Instructions for the task — Copy the items below word for word, from the first line up to and including the line with "570,146,765,348".

Supplied material —
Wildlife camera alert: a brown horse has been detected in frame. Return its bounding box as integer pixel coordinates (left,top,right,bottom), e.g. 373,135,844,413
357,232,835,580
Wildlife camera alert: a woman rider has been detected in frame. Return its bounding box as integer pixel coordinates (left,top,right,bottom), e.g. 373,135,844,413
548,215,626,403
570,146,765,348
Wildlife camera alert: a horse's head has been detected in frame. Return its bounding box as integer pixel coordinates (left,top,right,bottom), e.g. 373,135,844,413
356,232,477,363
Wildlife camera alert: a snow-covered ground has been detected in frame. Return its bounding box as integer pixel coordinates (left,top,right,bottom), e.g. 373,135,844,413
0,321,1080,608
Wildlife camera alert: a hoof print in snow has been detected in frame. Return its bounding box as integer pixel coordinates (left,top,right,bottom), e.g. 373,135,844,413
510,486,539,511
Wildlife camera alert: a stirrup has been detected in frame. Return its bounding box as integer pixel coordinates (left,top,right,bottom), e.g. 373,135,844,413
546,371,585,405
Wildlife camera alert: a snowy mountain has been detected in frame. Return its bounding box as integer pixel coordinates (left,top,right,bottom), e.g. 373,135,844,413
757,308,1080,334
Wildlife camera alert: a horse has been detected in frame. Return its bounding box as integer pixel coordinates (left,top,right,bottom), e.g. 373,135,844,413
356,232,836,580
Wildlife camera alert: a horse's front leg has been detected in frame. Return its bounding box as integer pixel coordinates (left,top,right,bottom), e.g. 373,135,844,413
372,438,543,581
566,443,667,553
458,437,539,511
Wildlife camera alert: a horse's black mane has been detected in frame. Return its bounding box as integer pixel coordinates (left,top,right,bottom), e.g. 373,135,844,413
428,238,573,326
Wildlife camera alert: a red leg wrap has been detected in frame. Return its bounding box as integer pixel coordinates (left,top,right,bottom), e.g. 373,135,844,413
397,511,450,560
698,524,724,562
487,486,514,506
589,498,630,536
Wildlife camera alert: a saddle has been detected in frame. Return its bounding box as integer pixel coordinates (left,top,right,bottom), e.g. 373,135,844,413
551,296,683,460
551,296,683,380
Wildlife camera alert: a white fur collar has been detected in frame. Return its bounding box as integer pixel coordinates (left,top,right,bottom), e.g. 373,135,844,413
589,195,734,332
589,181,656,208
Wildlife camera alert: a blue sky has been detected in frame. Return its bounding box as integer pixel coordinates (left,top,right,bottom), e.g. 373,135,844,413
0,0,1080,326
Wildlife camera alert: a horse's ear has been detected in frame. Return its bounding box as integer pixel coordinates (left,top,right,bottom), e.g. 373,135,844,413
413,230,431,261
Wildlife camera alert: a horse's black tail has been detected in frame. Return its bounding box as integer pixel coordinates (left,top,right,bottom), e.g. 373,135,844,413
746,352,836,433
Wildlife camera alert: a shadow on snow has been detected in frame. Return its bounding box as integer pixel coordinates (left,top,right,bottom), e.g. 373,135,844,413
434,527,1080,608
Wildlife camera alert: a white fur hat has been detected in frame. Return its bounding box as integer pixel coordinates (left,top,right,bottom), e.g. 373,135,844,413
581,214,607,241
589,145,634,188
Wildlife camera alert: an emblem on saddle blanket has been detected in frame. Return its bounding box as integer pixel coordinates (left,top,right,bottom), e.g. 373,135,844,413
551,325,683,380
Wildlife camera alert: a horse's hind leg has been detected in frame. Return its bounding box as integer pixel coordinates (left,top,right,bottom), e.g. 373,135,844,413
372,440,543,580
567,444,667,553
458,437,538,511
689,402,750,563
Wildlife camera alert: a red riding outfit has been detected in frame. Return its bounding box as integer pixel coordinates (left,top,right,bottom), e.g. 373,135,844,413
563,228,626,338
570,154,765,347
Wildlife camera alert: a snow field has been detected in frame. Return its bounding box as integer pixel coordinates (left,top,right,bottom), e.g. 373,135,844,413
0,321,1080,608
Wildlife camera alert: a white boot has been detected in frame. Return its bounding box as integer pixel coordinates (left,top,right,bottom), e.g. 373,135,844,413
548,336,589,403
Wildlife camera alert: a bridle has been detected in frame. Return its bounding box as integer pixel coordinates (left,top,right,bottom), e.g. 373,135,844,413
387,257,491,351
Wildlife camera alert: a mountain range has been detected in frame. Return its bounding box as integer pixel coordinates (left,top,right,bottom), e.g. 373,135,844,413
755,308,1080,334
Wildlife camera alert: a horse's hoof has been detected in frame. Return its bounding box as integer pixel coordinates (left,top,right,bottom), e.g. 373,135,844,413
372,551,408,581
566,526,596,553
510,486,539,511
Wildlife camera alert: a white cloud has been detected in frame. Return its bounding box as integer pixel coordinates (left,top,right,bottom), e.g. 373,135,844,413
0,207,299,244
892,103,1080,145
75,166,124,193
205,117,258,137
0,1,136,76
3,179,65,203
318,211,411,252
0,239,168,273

In response —
Wildlife camera alert: a brown horse has been detected in frame. Return its bounding box as integer pixel coordinates (left,top,right,bottom), e.g. 373,135,844,413
357,232,835,580
Wildlife camera alert: a woman rider has been detected in frame. Return its bounding box as integer pixel coordinates (left,top,right,bottom), e.g. 373,135,844,413
548,215,626,403
570,146,765,348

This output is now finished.